▶ Page extract:
......
Simple Network Management Protocol (SNMP):

SNPM is an internet protocol for managing devices on IP (internet protocol) networks. The devices include routers, switches, servers, workstations, printers, modem and more.
It comprises of following components (as shown in FIG. 1):

- Managed Device—A managed device supports SNMP protocol beyond its normal functions.
- Agent—process running on each managed device collecting information about the device it is running on. Agent passes on the collected information via SNMP to Manager.
- Manager—process running on a management workstation that requests information about devices on the network.

This invention provides a method for creating and displaying single SNMP table.

Open Systems Interconnection (OSI) Model

It comprises of seven layers shown as shown in FIG. 2. It is a conceptual model that characterizes and standardizes the internal functions of a communication system by partitioning it into abstraction layers. The model groups similar communication functions of a communication system into standard and abstract layers.
The model defines a networking framework to implement protocols in seven layers. Control is passed from one layer to the next, starting at the application layer in one station, and proceeding to the bottom layer, over the channel to the next station and back up the hierarchy.

- Application (Layer 7): This layer supports application and end-user processes.
- Presentation (Layer 6): This layer provides independence from differences in data representation (e.g., encryption) by translating from application to network format, and vice versa.
- Session (Layer 5): This layer establishes, manages and terminates connections between applications.
- Transport (Layer 4): This layer provides transparent transfer of data between end systems, or hosts, and is responsible for end-to-end error recovery and flow control. It ensures complete data transfer.
- Network (Layer 3): This layer provides switching and routing technologies, creating logical paths, known as virtual circuits, for transmitting data from node to node.
- Data Link (Layer 2): At this layer, data packets are encoded and decoded into bits.
- Physical (Layer 1): This layer conveys the bit stream—electrical impulse, light or radio signal—through the network at the electrical and mechanical level.

At each level two entities at peer level interact with each other using defined protocol. For example, level-3 on a device will interact with its peer at level-3 through underlying levels and defined protocol. A layer serves the layer above it and is served by the layer below it. For example, Data Link layer serves Network layer. Network layer servers Transport layer.
From this inventions point of view, the devices for which consolidated table view is provided are in layer-1, layer-2 and layer-3.
......
▶ Supplied data:

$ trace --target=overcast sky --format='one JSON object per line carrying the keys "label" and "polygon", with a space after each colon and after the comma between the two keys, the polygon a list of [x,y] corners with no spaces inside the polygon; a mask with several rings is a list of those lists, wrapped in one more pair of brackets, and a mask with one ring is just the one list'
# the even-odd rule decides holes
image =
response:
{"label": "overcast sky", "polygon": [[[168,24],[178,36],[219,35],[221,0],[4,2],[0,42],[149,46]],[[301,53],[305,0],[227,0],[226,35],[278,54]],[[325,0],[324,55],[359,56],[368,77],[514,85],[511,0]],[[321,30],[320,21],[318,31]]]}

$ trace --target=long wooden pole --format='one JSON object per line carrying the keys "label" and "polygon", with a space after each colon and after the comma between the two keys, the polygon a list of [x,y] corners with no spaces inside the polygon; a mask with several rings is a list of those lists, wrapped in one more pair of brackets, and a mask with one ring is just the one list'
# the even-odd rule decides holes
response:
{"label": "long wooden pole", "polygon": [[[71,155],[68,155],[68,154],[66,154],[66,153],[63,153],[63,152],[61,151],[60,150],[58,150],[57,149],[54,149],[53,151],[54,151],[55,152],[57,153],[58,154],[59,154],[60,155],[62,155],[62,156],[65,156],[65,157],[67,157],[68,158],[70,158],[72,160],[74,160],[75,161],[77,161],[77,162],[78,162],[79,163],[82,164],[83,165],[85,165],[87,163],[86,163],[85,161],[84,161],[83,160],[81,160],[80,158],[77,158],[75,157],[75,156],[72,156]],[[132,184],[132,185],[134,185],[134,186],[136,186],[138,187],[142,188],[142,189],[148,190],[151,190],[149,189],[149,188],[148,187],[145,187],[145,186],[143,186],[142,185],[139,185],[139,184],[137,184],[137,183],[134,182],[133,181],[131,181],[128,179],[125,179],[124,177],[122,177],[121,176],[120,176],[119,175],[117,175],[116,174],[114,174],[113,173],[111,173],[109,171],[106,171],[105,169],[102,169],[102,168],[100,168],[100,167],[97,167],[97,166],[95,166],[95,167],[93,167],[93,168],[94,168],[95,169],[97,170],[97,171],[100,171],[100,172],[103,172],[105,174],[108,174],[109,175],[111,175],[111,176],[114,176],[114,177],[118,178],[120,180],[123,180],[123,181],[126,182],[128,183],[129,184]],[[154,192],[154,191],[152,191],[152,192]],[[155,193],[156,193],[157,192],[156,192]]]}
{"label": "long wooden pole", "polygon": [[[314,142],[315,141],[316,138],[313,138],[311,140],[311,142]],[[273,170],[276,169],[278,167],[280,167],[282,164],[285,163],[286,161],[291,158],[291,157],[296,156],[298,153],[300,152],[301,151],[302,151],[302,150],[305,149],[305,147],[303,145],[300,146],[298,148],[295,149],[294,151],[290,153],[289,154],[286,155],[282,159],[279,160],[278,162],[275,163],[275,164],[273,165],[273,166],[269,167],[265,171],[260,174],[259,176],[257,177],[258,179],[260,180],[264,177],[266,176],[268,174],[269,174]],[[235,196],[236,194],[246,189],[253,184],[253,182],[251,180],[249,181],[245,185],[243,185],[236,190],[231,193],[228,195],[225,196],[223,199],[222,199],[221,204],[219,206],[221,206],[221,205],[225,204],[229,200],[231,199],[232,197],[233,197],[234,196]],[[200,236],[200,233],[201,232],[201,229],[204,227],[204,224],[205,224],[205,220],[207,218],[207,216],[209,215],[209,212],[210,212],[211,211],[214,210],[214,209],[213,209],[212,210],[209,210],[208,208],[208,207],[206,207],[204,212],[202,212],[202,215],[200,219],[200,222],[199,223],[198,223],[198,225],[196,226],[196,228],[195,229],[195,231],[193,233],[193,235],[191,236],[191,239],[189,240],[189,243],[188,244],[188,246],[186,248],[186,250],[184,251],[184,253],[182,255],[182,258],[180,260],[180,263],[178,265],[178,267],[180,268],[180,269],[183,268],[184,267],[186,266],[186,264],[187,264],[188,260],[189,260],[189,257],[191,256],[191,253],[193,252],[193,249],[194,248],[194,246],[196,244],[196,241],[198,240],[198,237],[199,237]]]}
......
▶ Directive A: Name the seven layers of the OSI model that the networking extract describes, giving each one's layer number.
▶ Directive B: Reproduce word for word the passage of the networking extract that begins at the words "- Managed Device—A" and stops after "SNMP to Manager.".

▶ Exercise response A: Application (Layer 7), Presentation (Layer 6), Session (Layer 5), Transport (Layer 4), Network (Layer 3), Data Link (Layer 2), Physical (Layer 1)

▶ Exercise response B:
- Managed Device—A managed device supports SNMP protocol beyond its normal functions.
- Agent—process running on each managed device collecting information about the device it is running on. Agent passes on the collected information via SNMP to Manager.